I have no idea how many games have been produced for playing on the average home computer and here I mean something with a keyboard and a screen, I am leaving aside games consoles with which I have had only passing contact. I have tens of games, many of which I have never even played as I used to use the purchase of them as a form of 'retail therapy' enjoying the browsing and purchasing and the reading of the little booklet on the train ride home even more than actually uploading the game, especially when I had a computer that only had sufficient memory to hold about ten decent games at a time. Anyway, I have lost track of the number of computer games I have played down the years, but thought it would be worthwhile to share memories of the favourites. Of course, since 1999 a great deal of my game playing (and this is a hobby which has ousted watching television and writing fiction from my most common leisure activities) has been with the 'Total War' series of computer games, but I think they warrant a whole posting of their own. I have realised that aside from that kind of wargame the prime type of game I play is third-person shooting games. I am certainly not a person for racing games or flight simulators, I think in part I like the stories that such third-person games have as background and in contrast to the very involved mental activity and planning in playing a wargame, with a shooting game there is a satisfactory visceral destructiveness which is good for relieving tensions, though, as I have noted in previous postings, feeling I am being treated unfairly by the game certainly raises my tension. Anyway, in no particular order are my favourites of this genre.

DATASET RECORDS -
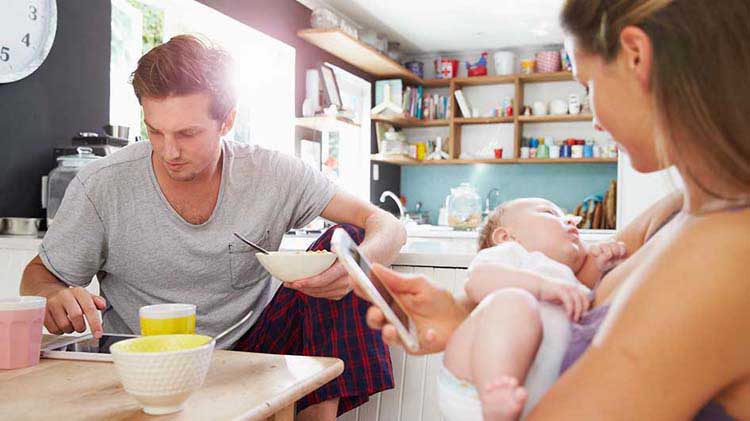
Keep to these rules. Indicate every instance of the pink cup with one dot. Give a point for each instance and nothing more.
(21, 320)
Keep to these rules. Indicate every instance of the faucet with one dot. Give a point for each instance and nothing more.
(387, 194)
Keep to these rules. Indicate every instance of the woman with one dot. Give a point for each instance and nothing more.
(668, 80)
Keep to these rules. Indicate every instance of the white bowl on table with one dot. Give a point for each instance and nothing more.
(162, 371)
(290, 266)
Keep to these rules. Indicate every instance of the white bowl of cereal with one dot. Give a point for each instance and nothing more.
(290, 266)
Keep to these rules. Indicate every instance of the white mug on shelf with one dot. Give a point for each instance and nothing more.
(539, 108)
(558, 107)
(574, 104)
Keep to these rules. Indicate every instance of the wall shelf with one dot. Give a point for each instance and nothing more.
(404, 160)
(409, 121)
(325, 123)
(358, 54)
(483, 120)
(374, 62)
(555, 118)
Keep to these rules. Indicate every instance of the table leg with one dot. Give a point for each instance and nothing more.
(286, 414)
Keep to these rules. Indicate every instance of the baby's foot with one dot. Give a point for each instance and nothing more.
(503, 399)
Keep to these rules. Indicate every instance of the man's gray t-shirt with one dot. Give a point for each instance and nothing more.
(114, 221)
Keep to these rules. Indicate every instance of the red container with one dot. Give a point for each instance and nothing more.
(446, 68)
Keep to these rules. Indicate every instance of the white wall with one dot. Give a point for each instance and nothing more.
(636, 191)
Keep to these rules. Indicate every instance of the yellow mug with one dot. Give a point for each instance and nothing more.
(167, 319)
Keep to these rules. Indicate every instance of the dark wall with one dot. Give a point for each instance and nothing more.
(68, 93)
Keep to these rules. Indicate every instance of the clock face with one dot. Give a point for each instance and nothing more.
(27, 30)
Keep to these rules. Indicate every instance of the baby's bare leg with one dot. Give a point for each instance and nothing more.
(495, 348)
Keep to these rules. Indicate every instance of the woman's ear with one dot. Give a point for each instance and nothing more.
(500, 235)
(636, 51)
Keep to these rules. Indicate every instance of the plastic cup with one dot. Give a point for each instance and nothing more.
(21, 320)
(167, 319)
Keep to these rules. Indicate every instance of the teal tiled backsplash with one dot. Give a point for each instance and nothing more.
(565, 184)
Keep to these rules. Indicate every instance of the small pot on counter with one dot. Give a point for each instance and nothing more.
(21, 226)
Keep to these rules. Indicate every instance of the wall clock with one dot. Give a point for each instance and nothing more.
(27, 30)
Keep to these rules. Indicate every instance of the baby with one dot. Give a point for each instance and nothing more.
(533, 252)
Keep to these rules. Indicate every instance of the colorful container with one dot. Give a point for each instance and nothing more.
(21, 320)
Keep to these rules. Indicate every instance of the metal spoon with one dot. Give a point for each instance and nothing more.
(233, 327)
(251, 244)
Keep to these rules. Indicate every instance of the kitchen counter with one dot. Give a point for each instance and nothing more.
(448, 249)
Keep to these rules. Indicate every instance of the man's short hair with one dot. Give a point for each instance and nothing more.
(186, 65)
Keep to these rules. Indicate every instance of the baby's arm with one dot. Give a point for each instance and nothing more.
(600, 258)
(487, 277)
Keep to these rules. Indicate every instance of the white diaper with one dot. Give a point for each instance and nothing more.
(459, 400)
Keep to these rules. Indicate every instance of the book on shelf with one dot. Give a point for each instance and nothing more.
(387, 105)
(424, 107)
(394, 87)
(463, 104)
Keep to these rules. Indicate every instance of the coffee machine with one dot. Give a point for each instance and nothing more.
(85, 147)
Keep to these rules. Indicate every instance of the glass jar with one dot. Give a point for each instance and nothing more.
(464, 208)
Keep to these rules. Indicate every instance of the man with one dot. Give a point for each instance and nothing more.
(154, 222)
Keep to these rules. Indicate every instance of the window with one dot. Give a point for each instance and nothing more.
(346, 153)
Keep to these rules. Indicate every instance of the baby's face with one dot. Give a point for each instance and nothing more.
(540, 225)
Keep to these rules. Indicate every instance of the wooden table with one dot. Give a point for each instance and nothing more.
(239, 385)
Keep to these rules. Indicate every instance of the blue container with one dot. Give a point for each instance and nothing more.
(565, 151)
(588, 151)
(416, 67)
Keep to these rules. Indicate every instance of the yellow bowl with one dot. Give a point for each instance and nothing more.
(162, 371)
(161, 343)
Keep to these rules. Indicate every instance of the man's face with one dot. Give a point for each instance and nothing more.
(184, 135)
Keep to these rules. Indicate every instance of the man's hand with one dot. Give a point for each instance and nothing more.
(572, 298)
(332, 284)
(69, 309)
(434, 310)
(608, 255)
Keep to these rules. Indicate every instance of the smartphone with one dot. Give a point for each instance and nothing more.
(84, 347)
(360, 270)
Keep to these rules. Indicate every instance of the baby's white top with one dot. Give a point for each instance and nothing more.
(512, 254)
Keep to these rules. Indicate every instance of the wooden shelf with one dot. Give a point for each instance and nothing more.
(357, 54)
(436, 83)
(545, 77)
(484, 80)
(325, 123)
(554, 118)
(394, 159)
(483, 120)
(404, 160)
(509, 79)
(410, 121)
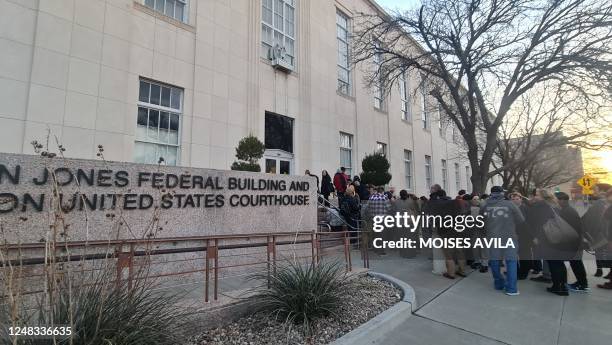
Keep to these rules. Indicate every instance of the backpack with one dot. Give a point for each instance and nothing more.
(595, 225)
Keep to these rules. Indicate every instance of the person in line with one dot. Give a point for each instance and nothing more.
(440, 204)
(326, 186)
(501, 219)
(607, 261)
(307, 173)
(340, 182)
(378, 205)
(350, 209)
(405, 205)
(525, 238)
(594, 227)
(363, 189)
(390, 194)
(480, 255)
(544, 207)
(571, 216)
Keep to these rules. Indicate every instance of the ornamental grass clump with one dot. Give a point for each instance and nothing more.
(102, 313)
(302, 293)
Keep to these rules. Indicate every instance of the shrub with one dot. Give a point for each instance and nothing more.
(375, 169)
(248, 152)
(102, 313)
(300, 293)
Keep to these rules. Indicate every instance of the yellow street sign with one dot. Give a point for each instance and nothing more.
(587, 182)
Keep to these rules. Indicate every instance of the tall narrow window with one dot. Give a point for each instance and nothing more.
(441, 123)
(444, 174)
(344, 70)
(424, 114)
(408, 168)
(404, 98)
(157, 124)
(457, 177)
(346, 152)
(427, 172)
(381, 148)
(171, 8)
(378, 85)
(278, 28)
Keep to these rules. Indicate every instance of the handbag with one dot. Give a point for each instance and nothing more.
(558, 231)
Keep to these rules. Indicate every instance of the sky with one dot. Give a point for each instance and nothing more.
(397, 4)
(598, 163)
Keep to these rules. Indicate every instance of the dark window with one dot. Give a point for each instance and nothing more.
(279, 132)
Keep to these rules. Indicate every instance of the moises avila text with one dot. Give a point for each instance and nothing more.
(449, 243)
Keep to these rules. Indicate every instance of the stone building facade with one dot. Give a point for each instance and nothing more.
(187, 79)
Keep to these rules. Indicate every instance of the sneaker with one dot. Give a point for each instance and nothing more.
(558, 292)
(575, 287)
(541, 279)
(607, 286)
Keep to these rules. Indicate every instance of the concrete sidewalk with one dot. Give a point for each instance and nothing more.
(469, 311)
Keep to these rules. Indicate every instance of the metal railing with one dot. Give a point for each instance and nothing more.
(215, 257)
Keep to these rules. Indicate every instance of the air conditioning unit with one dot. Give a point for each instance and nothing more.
(277, 56)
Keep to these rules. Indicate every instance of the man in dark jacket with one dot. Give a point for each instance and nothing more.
(340, 182)
(501, 219)
(441, 205)
(571, 216)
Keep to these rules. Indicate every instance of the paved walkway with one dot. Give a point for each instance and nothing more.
(469, 311)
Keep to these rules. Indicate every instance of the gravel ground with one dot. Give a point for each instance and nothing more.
(366, 298)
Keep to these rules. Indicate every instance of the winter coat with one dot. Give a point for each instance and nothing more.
(501, 219)
(350, 208)
(594, 225)
(364, 193)
(340, 182)
(525, 235)
(326, 186)
(571, 216)
(537, 215)
(443, 206)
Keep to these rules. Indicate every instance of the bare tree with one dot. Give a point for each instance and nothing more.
(478, 59)
(538, 142)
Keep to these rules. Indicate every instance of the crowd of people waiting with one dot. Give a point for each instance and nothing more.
(546, 230)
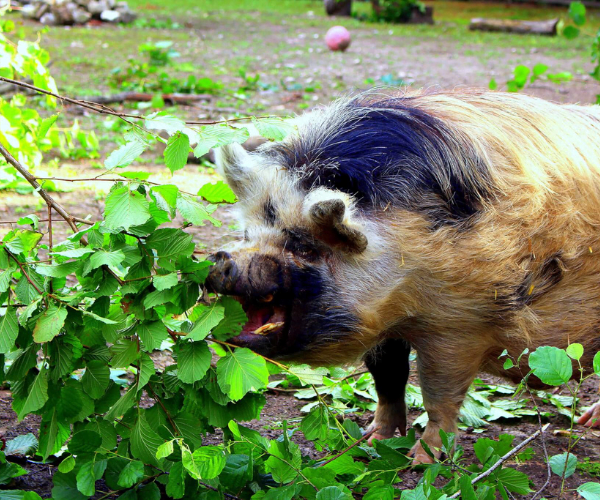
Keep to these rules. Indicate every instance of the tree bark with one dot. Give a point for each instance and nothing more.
(512, 26)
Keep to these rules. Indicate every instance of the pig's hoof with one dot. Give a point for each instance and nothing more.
(383, 431)
(420, 456)
(591, 418)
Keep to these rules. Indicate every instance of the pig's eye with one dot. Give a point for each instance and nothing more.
(301, 244)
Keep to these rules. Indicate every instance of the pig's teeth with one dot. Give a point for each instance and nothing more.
(265, 329)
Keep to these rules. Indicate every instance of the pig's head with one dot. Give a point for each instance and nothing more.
(320, 215)
(295, 242)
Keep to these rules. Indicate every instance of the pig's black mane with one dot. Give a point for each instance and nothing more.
(389, 153)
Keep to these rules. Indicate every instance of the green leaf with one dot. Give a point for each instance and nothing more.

TASK TO COMPLETE - Pick up the piece on favorite computer games after its last sentence and keep writing it.

ANSWER TO THIS PROBLEM -
I might say some that did not make it into this list. One is 'Gun' (2005). I enjoyed elements of this game. It was controversial because of you having to gun down Apaches at one stage. I made a mistake on sticking with guns rather than bows in the latter phases, making it impossible for me to win, but that reminded me I should check walk-throughs sooner. The settings in Montana, Kansas and New Mexico in 1880 were well rendered and there were interesting side missions as well as the ongoing story about the hero, a former Confederate officer and gold in a reasonably worked out story. I suppose why this has not become one of my favourites is partly the US setting and the bittiness of it. If you are into Westerns then I do recommend it. Just remember to enter the final stage with a bow that can fire dynamite. Another was 'James Bond 007: Nightfire' (2002). Again this has some good elements, I especially like creeping around the traditional Japanese house near the beginning, spotting people with X-ray glasses and shooting them through the paper walls. However, as the game progresses you get ridiculously powerful weapons that take the edge off the fighting. There are some very tedious sections like one where you have to jump up ledge after ledge in a vertical metal tunnel and one slip means you fall all the way back to the beginning, really boring. I have played 'From Russia With Love' (2005) on the Playstation 2. Like 'Nightfire' it raided a number of different Bond movies, but this time very much from the mid-1960s and that era gives a real flavour to the game. The story is excellent in building on things such as Kerim Bey from the movie of 'From Russia With Love' (1963) but gave depth to the settings of the movie and giving tasks that seemed logical though very different from the story in the movie. I would actually like to read a novel based on this game. Sean Connery voicing Bond was an excellent touch. It is a pity this game never made it to the personal computer.
No One Lives Forever (2000) and No One Lives Forever 2: A Spy In H.A.R.M.'s Way (2002)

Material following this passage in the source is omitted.